Items from a dataset:

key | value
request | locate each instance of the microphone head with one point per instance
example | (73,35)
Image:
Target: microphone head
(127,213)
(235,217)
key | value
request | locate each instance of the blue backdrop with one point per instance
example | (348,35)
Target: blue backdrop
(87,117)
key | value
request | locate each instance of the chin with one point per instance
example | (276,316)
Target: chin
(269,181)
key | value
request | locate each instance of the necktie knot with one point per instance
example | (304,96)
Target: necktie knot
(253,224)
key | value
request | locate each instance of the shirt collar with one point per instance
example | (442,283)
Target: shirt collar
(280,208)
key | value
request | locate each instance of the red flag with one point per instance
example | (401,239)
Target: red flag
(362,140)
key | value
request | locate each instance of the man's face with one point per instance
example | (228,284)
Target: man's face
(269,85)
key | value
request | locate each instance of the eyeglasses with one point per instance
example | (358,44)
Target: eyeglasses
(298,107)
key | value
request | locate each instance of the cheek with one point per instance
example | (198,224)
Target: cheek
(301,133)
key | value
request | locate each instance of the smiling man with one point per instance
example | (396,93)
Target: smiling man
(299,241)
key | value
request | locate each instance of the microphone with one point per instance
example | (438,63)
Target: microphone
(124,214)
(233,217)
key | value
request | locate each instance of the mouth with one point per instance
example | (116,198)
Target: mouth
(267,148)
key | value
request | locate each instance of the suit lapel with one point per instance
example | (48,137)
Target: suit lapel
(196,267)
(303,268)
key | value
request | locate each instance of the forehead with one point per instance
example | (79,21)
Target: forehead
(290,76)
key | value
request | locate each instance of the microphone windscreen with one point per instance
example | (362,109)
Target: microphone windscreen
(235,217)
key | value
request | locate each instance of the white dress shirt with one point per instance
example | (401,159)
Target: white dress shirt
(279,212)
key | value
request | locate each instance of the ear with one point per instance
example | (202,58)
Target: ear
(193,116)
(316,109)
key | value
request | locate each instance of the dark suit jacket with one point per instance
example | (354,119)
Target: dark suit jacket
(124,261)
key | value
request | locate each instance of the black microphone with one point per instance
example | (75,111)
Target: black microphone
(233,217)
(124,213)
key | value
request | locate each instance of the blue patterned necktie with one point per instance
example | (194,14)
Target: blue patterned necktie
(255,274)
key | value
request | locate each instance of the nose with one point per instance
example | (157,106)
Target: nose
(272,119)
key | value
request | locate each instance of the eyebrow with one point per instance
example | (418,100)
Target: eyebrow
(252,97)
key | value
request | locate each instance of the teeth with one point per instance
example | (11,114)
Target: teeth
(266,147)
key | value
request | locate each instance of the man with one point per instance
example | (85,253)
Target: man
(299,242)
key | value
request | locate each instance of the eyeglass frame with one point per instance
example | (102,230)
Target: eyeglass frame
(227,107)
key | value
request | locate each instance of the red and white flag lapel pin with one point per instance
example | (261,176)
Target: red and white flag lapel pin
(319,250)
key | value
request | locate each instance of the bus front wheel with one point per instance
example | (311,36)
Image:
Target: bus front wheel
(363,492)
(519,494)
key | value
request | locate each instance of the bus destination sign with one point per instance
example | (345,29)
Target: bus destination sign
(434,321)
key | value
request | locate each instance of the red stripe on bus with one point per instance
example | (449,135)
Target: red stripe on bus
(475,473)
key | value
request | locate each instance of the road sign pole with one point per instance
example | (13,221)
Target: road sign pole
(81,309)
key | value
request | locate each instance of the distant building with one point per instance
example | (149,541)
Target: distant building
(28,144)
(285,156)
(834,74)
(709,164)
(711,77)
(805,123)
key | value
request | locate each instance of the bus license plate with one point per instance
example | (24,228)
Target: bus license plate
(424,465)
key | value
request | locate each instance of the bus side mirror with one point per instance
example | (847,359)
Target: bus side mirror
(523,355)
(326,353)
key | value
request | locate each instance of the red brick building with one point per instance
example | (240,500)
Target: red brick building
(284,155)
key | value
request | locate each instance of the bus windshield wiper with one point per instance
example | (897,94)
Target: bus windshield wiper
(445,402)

▶ [Written task]: Return every entry exactly as given.

▶ [Answer]:
key | value
request | locate each instance of the microphone head with one point per instance
example | (73,35)
Image:
Target: microphone head
(127,213)
(235,217)
key | value
request | locate each instance of the blue backdrop with one point per instance
example | (348,35)
Target: blue backdrop
(87,117)
key | value
request | locate each instance of the chin with one point per instance
example | (276,316)
Target: chin
(269,181)
key | value
request | locate each instance of the necktie knot with one point per instance
example | (304,96)
Target: necktie knot
(253,224)
key | value
request | locate each instance of the shirt collar with one point per instance
example | (442,283)
Target: shirt collar
(280,208)
key | value
request | locate each instance of the red flag with one point per instance
example | (401,239)
Target: red flag
(362,140)
key | value
request | locate each instance of the man's face with one point per instance
example | (228,284)
Target: man's face
(269,85)
key | value
request | locate each instance of the eyeglasses with one point per instance
example | (358,44)
Target: eyeglasses
(298,107)
key | value
request | locate each instance of the cheek with one point per instance
example | (198,224)
Target: cheek
(301,133)
key | value
request | locate each instance of the smiling man with one point per instance
example | (396,93)
Target: smiling man
(299,241)
key | value
request | locate each instance of the microphone with one point per instance
example | (438,63)
Target: microphone
(124,214)
(233,217)
key | value
request | locate each instance of the mouth with one point per instance
example | (116,198)
Target: mouth
(267,148)
key | value
request | locate each instance of the suit lapel with one point per instance
example | (48,137)
Target: suit lapel
(196,267)
(303,268)
key | value
request | locate each instance of the forehead with one point per instance
example | (79,21)
Target: forehead
(290,76)
key | value
request | locate each instance of the microphone windscreen with one point per instance
example | (362,109)
Target: microphone windscreen
(235,217)
key | value
request | locate each instance of the white dress shirt with one point per instance
example | (401,159)
Target: white dress shirt
(279,212)
key | value
request | locate each instance of the ear with one point per instance
example | (202,58)
Target: ear
(193,116)
(316,109)
key | value
request | locate each instance of the dark suit jacket with one point per instance
example | (354,119)
Target: dark suit jacket
(124,261)
key | value
request | locate each instance of the black microphone with one point per instance
example | (75,111)
Target: black microphone
(233,217)
(124,213)
key | value
request | locate each instance of the blue patterned necktie with one point per instance
example | (194,14)
Target: blue patterned necktie
(255,274)
key | value
request | locate each instance of the nose with one point per instance
example | (157,106)
Target: nose
(272,119)
key | value
request | locate each instance of the eyebrow with one point per instance
example | (418,100)
Target: eyebrow
(252,97)
key | value
request | locate each instance of the teeth with one point per instance
example | (11,114)
Target: teeth
(266,147)
key | value
request | locate each instance of the man with one point per instance
example | (85,253)
Target: man
(299,242)
key | value
request | locate each instance of the eyeglass frame with one point per instance
example | (102,230)
Target: eyeglass frame
(227,107)
key | value
request | locate each instance of the red and white flag lapel pin with one point per instance
example | (261,176)
Target: red and white flag lapel pin
(319,250)
key | value
request | locate each instance of the bus front wheel with one point per instance
example | (311,36)
Image:
Target: bus front wheel
(363,492)
(519,494)
key | value
request | locate each instance of the bus destination sign with one point per instance
example | (345,29)
Target: bus destination sign
(434,321)
key | value
request | locate each instance of the red stripe on bus with one point per instance
example | (449,135)
Target: red stripe on bus
(475,473)
key | value
request | locate each instance of the road sign pole with one point per instance
example | (13,221)
Target: road sign pole
(81,309)
key | value
request | locate each instance of the distant building with one point per instance
example | (149,541)
Target: distant building
(28,144)
(285,156)
(834,74)
(709,164)
(711,77)
(805,123)
key | value
request | locate each instance of the bus license plate with one point per instance
example | (24,228)
Target: bus license plate
(424,465)
key | value
request | locate each instance of the bus side mirror with one point per instance
example | (847,359)
Target: bus side mirror
(523,355)
(326,353)
key | value
request | locate each instance of the red brick building with one point per instance
example | (240,500)
Target: red brick building
(284,155)
key | value
request | locate each instance of the bus windshield wiper with one point per instance
example | (897,94)
Target: bus windshield wiper
(445,402)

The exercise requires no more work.